Start of Block

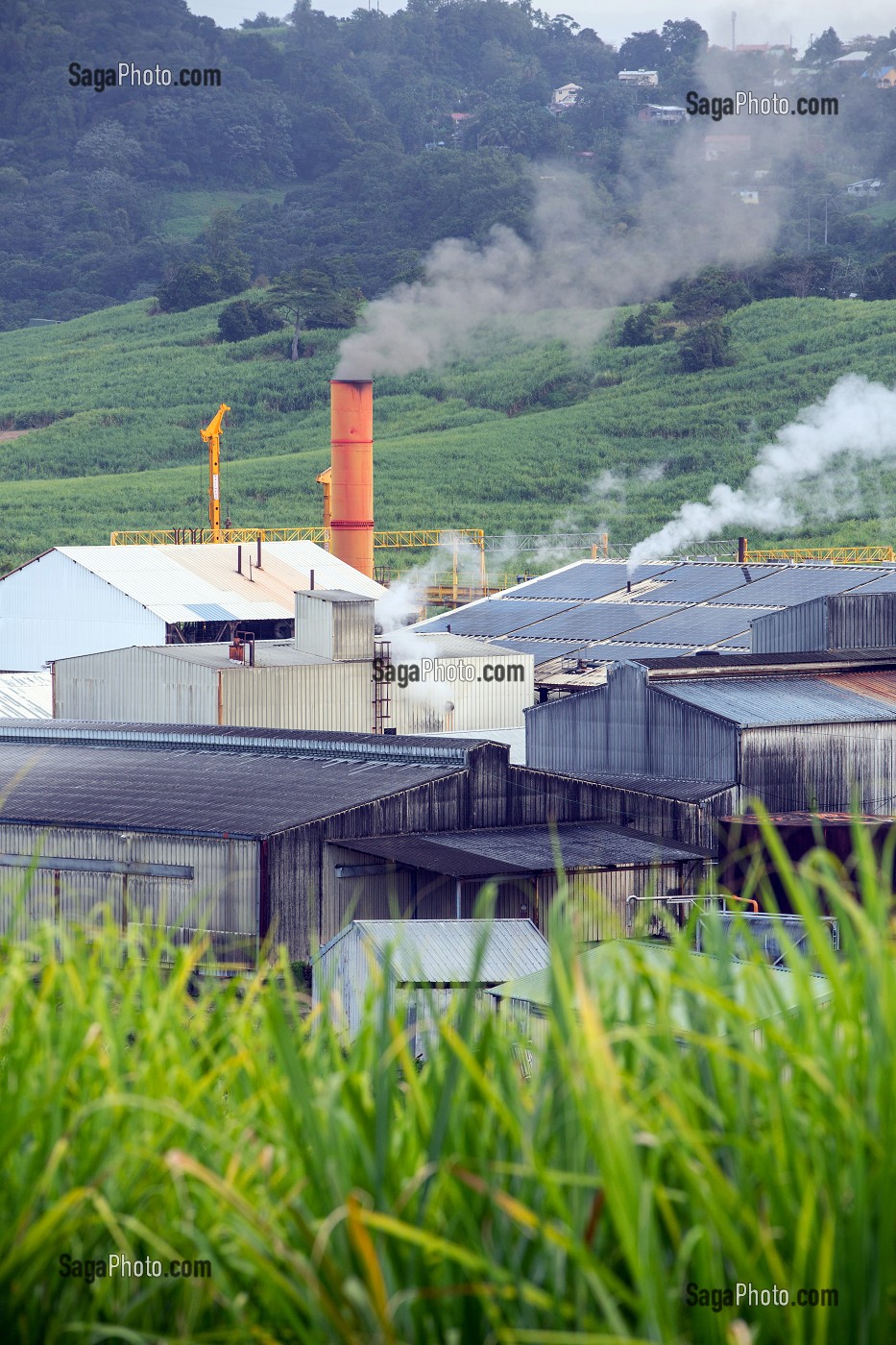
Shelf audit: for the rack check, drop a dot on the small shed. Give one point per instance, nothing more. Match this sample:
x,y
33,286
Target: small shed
x,y
424,965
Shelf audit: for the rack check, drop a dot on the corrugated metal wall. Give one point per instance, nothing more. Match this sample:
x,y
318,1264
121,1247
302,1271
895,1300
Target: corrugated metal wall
x,y
447,701
821,766
134,686
341,981
837,622
309,905
861,622
596,900
307,696
222,892
792,629
630,728
54,608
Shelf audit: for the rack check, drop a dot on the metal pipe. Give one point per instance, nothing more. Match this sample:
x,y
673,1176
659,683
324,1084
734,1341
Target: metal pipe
x,y
351,484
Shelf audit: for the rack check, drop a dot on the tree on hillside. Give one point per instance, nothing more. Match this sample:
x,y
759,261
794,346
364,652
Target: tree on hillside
x,y
642,51
825,47
315,296
640,329
705,346
709,295
245,319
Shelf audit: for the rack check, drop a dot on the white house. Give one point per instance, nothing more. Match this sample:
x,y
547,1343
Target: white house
x,y
85,599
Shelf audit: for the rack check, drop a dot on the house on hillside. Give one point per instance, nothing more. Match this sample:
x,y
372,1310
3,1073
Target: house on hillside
x,y
666,116
640,78
564,97
725,147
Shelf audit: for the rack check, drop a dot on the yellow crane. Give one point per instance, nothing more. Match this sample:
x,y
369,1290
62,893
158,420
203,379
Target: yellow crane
x,y
211,436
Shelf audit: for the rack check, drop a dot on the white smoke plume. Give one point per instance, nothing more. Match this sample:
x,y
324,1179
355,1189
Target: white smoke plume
x,y
798,477
568,275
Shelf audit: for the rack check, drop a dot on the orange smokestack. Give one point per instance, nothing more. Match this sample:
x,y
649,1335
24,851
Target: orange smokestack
x,y
351,488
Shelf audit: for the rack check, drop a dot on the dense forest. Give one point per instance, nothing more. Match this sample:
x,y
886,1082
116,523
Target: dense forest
x,y
332,148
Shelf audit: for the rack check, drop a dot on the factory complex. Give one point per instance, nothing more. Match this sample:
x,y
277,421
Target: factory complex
x,y
251,736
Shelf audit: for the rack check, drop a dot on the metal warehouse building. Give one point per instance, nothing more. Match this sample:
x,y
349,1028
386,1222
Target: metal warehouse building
x,y
248,830
423,964
861,621
581,616
83,599
334,675
797,730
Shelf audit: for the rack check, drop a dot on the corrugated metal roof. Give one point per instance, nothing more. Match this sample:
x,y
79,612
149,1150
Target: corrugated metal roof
x,y
214,737
878,686
687,791
688,601
494,850
188,790
613,972
781,699
449,951
26,696
177,582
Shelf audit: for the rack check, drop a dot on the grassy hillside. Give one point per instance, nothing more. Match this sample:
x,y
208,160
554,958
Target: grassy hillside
x,y
523,439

End of Block

● **Directions**: Your answer should be an exact copy of the records above, with no pictures in it.

● **Solution for this exercise**:
Shelf audit: for the rack check, drop a dot on the small shed. Give one point per instance, nothing more. Match this sample:
x,y
33,286
Target: small shed
x,y
424,965
Shelf audit: for the rack check, drop a dot on the corrugated metal wall. Give one point per instance, nothing more. Match this sample:
x,y
318,1264
121,1247
302,1271
895,1300
Target: corrugated metal wall
x,y
447,701
821,766
134,686
341,981
837,622
309,905
861,622
596,900
307,696
222,892
792,629
630,728
54,608
Shelf audit: for the rack check, drop a dot on the metal pipe. Give one point per instance, nothing more. Match this sample:
x,y
673,1176
659,683
324,1084
734,1341
Target: metal pipe
x,y
351,484
Shelf audit: for the rack check, drop a dot on the tree on hillside. Give one point per instance, nothing more. Match this sample:
x,y
759,261
794,346
364,652
Target: tree on hillside
x,y
642,51
825,47
315,296
640,329
705,346
709,295
245,319
Shelf audit: for the rack check, drop a dot on the white house. Give one point per instance, nothing more. Match this sample:
x,y
547,1343
Target: white house
x,y
85,599
Shelf audit: for the rack check, drop a dot on the house on hillside. Give one point per instance, nothing more. Match this sample:
x,y
372,1310
3,1073
Target: house on hillside
x,y
666,116
640,78
564,97
725,147
Shelf audit: for the rack check, drop a dot on the yellow crane. Give one point per instance, nothing more. Match this sample:
x,y
369,1290
62,893
158,420
203,379
Target: yellow crane
x,y
211,436
Shelf audit: for the rack check, drop a dot on the white smoke plume. Give one point per instance, nothing more. Match this sample:
x,y
324,1179
355,1189
Target: white smoke plume
x,y
798,477
568,275
Shelf audit: for the rack check, drop a dot on the orange smokestack. Give one point per instance, nothing more. Match this sample:
x,y
649,1335
24,851
Target: orange smokestack
x,y
351,488
Shelf audit: for the rack check, drop a dot on the dense forest. Give one point per instance, nothing more. Match this sample:
x,y
886,1082
116,523
Target: dense forest
x,y
332,148
Shelf audit: for the rack check, drop a dot on the factory complex. Give one point per instance, nothing more. Match this sample:
x,y
277,421
Target: factory complex
x,y
251,736
Shelf audit: for the rack check, drop a dot on the metal warehouse building. Give one point per instance, nothing more. Match this sample:
x,y
349,1028
386,1222
Target: metal warehouse building
x,y
248,830
423,964
861,621
581,616
83,599
334,675
797,730
Shelf audit: for the rack check, drop a dot on the corrugated metal roof. Give one point per instance, nothing more. Match this sample:
x,y
79,612
149,1150
Target: corrugated metal roof
x,y
214,737
878,686
687,791
688,601
494,850
188,790
613,972
781,699
449,951
26,696
177,582
Shelf audit: for the rack check, drop a dot on the grassy hillside. Give one point per instance, nothing more. Match this sample:
x,y
208,160
554,958
Target: grassy hillside
x,y
523,439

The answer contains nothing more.